RECORD SET START

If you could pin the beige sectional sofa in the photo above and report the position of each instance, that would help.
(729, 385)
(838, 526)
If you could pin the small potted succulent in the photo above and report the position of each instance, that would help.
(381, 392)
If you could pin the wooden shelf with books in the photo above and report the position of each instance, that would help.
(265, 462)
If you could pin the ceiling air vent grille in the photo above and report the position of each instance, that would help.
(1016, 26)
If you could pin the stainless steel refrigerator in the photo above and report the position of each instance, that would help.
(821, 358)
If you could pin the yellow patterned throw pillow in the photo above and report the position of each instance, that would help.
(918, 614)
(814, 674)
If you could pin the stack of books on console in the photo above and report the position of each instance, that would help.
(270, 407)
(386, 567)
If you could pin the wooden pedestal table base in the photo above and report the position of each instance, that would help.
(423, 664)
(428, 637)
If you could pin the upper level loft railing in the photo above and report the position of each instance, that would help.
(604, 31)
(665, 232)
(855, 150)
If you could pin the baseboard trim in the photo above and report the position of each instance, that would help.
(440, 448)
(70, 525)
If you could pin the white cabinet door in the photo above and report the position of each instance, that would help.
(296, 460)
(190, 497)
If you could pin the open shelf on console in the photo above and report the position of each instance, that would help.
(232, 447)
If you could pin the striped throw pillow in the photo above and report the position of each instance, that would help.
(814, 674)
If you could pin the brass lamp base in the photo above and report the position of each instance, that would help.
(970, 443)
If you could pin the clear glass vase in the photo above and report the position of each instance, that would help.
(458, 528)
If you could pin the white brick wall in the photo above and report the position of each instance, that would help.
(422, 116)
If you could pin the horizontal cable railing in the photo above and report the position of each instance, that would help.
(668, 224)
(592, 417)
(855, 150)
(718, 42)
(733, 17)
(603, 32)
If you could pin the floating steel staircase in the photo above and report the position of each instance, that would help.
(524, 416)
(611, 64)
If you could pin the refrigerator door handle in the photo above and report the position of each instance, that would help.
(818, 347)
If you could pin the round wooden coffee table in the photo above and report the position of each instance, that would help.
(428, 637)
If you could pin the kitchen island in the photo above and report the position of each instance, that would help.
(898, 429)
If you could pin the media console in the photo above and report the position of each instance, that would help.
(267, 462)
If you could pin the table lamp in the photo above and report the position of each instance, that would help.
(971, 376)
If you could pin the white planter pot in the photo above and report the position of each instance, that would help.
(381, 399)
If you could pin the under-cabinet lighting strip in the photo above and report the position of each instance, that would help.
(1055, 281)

RECORD SET END
RECORD SET START

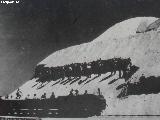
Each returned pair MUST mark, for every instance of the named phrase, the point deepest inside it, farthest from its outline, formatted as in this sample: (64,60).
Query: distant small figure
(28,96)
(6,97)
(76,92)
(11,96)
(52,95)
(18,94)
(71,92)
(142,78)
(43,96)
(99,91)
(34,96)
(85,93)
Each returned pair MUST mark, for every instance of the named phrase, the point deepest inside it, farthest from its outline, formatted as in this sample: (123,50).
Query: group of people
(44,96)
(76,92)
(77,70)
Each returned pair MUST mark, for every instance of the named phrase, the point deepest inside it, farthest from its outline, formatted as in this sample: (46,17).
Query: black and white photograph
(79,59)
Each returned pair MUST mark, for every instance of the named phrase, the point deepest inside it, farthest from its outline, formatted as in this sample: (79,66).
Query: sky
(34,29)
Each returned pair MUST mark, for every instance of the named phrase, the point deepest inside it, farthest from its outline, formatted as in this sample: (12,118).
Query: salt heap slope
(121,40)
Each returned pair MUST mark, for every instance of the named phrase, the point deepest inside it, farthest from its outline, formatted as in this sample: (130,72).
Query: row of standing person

RECORD SET END

WORK REQUEST — Your answer must consist solely of the lines above between the line holding "Query: group of people" and the line holding "Query: row of standing person", inclusive, copied exactly.

SOLUTION —
Query: group of people
(44,96)
(76,92)
(77,70)
Each returned pair MUST mark, for every instance of the named phrase, the point deepest inside it, farthest from its outline, formatted as in this sample: (46,17).
Query: black and white photograph
(79,59)
Each returned pair MUST mark, for every instance of the named phrase, the point deepest inside it, farthest from its outline, formatted as in this sample: (79,66).
Query: sky
(34,29)
Each returned pair MUST mark, for every instance of the named phrase, the point deepest inside it, farthest from its outline, formatted as in this sample: (12,118).
Query: salt heap slope
(121,40)
Each returned pair MUST mark, for every instance of the named phrase, the point deepest inside it, farthest from its outline, formatted as in this sample: (130,72).
Query: row of standing person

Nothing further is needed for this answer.